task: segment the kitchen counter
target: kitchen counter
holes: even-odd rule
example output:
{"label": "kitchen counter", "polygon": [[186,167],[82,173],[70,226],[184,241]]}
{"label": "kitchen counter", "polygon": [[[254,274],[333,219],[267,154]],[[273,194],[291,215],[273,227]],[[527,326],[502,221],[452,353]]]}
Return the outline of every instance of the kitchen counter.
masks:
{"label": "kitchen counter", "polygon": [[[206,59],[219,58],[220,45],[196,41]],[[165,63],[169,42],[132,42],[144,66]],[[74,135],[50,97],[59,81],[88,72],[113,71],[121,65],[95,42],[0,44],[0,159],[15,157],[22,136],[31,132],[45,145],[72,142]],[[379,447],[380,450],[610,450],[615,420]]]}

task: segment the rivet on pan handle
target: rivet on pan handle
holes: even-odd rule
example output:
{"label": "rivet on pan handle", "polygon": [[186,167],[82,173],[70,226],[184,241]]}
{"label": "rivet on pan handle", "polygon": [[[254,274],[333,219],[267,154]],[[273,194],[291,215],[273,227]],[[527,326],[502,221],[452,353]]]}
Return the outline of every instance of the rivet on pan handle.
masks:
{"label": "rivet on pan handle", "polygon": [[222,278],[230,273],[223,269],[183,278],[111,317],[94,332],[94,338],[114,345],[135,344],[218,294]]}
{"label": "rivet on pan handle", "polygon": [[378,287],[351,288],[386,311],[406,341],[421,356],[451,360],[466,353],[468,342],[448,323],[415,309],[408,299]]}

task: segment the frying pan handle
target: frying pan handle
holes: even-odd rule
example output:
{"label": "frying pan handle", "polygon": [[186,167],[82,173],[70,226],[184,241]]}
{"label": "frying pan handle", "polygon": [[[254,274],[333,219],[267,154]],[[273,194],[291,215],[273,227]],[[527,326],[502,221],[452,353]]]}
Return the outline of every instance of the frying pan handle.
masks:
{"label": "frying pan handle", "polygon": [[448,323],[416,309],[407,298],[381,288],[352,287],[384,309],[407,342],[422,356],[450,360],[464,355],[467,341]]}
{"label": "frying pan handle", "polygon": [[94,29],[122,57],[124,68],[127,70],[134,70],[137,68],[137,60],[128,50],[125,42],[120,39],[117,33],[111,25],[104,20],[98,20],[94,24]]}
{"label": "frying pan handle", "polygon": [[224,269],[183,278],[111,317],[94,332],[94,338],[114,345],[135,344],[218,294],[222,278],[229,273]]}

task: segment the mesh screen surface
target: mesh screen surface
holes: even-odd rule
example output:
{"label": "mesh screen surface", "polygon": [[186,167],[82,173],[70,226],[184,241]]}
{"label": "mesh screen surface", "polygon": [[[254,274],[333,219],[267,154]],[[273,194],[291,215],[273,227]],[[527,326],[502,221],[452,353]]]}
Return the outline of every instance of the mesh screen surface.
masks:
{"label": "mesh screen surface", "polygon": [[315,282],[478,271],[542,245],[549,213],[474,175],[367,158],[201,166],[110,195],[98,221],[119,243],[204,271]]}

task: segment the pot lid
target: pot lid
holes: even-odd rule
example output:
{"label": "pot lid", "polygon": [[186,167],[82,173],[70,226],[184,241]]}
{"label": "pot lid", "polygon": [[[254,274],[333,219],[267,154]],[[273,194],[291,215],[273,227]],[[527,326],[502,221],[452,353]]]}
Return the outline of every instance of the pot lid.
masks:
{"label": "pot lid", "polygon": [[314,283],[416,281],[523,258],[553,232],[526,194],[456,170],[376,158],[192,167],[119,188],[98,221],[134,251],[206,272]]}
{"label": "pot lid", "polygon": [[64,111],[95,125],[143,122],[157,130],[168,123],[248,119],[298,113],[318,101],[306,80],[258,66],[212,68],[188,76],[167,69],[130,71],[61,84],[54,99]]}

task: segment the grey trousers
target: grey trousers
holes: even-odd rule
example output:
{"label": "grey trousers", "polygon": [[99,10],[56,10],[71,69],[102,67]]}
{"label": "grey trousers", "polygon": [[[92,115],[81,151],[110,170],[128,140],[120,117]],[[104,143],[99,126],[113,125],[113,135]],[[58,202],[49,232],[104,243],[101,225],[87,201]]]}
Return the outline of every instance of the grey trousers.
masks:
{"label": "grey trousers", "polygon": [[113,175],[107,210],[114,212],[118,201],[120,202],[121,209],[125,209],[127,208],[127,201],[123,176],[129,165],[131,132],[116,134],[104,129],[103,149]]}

Objective —
Pick out every line of the data above that contains the string "mesh" and copy each one in full. Case counts.

Final result —
task: segment the mesh screen surface
target: mesh screen surface
{"label": "mesh screen surface", "polygon": [[186,167],[82,173],[70,226],[184,241]]}
{"label": "mesh screen surface", "polygon": [[[254,274],[333,219],[267,154]],[[273,194],[291,215],[273,227]],[[527,326],[502,221],[452,353]]]}
Return the outline of every instance of the mesh screen surface.
{"label": "mesh screen surface", "polygon": [[315,282],[478,271],[542,245],[549,213],[474,175],[367,158],[201,166],[110,195],[98,221],[119,243],[204,271]]}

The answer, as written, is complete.